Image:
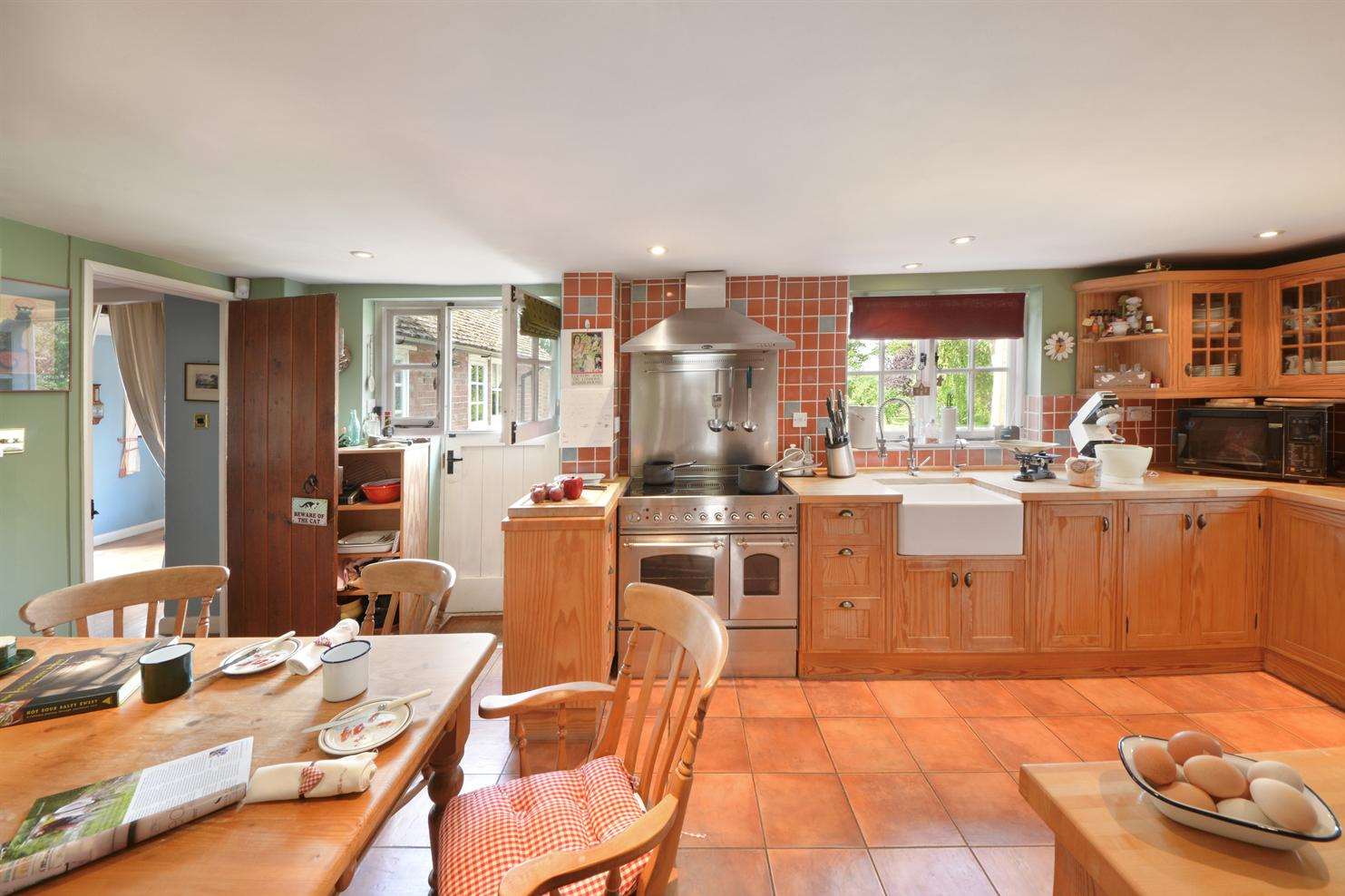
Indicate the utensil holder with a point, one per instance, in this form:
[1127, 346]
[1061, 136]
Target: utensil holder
[841, 462]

◇ ◇ ◇ ◇

> _Given problem_
Please write out all the data above again, requests included, with every point coordinate in the answers multiplied by 2.05 and rounded to a whole number (halves round up). Keep the numbers in the requests and their format samples as they are, and omit the pictures.

> _Solution_
Image:
Indicate the utensil holder with a point, one per instance, in this form:
[1127, 346]
[1061, 136]
Target: utensil holder
[1724, 947]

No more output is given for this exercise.